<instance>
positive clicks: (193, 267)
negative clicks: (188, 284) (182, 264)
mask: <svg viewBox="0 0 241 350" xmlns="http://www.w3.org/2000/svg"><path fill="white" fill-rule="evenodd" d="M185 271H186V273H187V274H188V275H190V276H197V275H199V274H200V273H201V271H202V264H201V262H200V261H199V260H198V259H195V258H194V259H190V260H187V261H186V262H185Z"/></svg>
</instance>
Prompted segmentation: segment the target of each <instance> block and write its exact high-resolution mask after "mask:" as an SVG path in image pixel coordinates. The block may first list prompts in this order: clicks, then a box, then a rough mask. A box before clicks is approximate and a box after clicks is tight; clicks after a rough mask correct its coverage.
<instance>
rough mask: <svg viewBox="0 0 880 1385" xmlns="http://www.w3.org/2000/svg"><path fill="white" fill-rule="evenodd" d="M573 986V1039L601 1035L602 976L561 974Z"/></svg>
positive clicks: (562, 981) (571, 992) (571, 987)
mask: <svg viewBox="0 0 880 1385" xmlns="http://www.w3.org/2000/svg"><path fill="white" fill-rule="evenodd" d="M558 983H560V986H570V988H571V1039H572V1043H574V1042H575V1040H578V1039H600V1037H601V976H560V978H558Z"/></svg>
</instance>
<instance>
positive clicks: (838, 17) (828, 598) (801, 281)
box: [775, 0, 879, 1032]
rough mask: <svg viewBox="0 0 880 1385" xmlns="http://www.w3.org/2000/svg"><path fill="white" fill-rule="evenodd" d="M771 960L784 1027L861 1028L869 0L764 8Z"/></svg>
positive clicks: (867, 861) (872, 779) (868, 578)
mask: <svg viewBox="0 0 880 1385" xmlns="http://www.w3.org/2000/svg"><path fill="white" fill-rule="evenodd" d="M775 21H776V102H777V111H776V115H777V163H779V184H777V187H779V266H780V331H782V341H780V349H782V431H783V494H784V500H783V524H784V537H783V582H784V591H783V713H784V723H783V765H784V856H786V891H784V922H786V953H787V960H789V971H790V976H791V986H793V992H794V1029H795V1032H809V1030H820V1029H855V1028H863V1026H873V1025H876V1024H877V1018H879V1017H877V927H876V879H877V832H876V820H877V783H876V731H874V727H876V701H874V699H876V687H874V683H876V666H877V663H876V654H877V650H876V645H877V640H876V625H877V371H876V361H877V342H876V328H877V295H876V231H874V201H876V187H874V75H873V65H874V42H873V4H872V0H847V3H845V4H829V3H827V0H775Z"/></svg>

========================================================================

● TASK: Looking at the records above, which lines contain "rough"? Copy those lines.

● RESULT FOR THIS EXERCISE:
Prompted segmentation: segment the target of each <instance> block and write its exact high-resolution mask after "mask:" as an SVG path in image pixel coordinates. The block may first list prompts in this order: clicks, then a box, then a rough mask. A box before clicks is approximate and a box after clicks is tight; clicks after a rough mask correct its coverage.
rough mask: <svg viewBox="0 0 880 1385" xmlns="http://www.w3.org/2000/svg"><path fill="white" fill-rule="evenodd" d="M573 986V1039L601 1035L602 976L561 974Z"/></svg>
rough mask: <svg viewBox="0 0 880 1385" xmlns="http://www.w3.org/2000/svg"><path fill="white" fill-rule="evenodd" d="M771 960L784 1027L861 1028L869 0L764 8Z"/></svg>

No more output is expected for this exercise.